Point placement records
..............................

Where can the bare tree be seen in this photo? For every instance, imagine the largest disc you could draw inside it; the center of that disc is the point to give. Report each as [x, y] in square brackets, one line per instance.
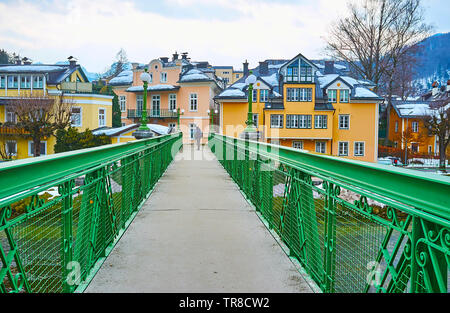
[376, 39]
[407, 137]
[121, 58]
[437, 121]
[41, 116]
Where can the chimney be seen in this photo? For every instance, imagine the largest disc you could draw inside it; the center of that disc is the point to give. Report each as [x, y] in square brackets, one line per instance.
[435, 89]
[72, 62]
[263, 68]
[18, 60]
[26, 61]
[245, 68]
[329, 67]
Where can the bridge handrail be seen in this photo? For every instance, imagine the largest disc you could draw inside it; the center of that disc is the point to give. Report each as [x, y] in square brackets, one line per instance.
[427, 192]
[61, 215]
[354, 226]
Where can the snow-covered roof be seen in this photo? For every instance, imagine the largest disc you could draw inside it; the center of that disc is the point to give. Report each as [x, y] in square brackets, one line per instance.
[194, 75]
[124, 78]
[31, 68]
[361, 92]
[411, 108]
[357, 86]
[115, 131]
[152, 88]
[232, 92]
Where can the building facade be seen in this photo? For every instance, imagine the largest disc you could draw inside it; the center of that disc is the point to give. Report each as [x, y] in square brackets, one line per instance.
[175, 84]
[296, 105]
[89, 110]
[406, 126]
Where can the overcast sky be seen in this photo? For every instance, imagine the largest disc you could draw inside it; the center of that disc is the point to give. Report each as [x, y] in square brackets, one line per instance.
[223, 32]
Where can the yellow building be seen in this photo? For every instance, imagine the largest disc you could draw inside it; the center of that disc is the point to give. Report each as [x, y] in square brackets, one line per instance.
[228, 74]
[89, 110]
[175, 84]
[298, 106]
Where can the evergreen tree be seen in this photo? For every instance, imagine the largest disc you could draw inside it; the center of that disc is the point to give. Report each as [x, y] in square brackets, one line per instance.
[5, 58]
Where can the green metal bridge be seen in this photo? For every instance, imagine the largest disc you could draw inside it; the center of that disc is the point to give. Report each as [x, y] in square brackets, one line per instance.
[350, 226]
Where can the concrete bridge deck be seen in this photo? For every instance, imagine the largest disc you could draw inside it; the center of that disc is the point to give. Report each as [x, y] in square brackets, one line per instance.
[197, 233]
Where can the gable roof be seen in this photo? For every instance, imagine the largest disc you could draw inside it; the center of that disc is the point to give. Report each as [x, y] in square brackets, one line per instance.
[55, 73]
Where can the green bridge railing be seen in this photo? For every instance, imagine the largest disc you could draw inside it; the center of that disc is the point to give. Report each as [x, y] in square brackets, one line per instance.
[61, 215]
[353, 226]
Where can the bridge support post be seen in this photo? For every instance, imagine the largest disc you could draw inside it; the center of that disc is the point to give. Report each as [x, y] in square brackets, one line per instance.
[67, 237]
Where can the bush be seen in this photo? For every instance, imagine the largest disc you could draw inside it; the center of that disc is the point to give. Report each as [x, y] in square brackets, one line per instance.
[71, 139]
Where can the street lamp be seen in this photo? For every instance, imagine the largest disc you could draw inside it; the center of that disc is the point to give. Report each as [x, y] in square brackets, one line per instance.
[211, 113]
[143, 130]
[250, 132]
[177, 111]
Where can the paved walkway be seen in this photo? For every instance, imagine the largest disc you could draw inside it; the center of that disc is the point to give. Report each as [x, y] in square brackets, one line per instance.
[196, 233]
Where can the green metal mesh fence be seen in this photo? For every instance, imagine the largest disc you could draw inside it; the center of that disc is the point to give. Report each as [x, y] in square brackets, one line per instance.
[347, 238]
[52, 236]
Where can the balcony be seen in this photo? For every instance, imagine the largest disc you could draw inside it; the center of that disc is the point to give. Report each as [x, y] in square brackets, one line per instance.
[161, 113]
[12, 130]
[76, 87]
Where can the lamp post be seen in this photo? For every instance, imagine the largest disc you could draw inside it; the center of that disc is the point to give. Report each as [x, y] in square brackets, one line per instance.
[177, 111]
[143, 130]
[211, 114]
[250, 132]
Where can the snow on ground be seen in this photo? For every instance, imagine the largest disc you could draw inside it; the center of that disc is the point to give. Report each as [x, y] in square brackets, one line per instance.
[232, 93]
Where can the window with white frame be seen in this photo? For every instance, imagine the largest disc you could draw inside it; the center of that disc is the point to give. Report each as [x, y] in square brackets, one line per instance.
[25, 82]
[332, 95]
[344, 95]
[263, 95]
[193, 102]
[343, 148]
[10, 115]
[191, 131]
[101, 117]
[299, 94]
[297, 144]
[276, 120]
[11, 147]
[321, 146]
[255, 119]
[139, 103]
[172, 101]
[76, 117]
[163, 77]
[156, 105]
[298, 121]
[123, 103]
[344, 121]
[38, 82]
[359, 148]
[320, 121]
[13, 82]
[43, 148]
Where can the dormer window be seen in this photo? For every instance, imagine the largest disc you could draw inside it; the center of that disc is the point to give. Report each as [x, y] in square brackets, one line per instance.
[332, 95]
[344, 95]
[163, 77]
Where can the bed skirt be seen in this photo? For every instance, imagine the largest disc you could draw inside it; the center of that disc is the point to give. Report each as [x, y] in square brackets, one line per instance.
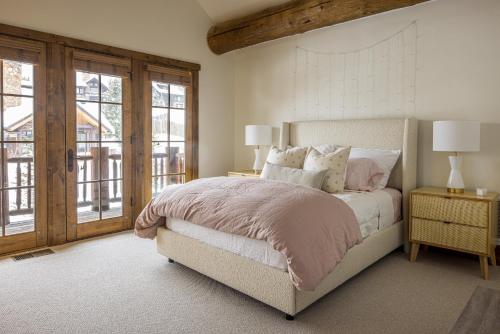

..............................

**DIRECTIONS FOR THIS TASK:** Count how many lines in the listing above contain the string "lamp", with uppercase and lowercase letters treated as different, and reply with only the number.

**FULL RESPONSE:** 2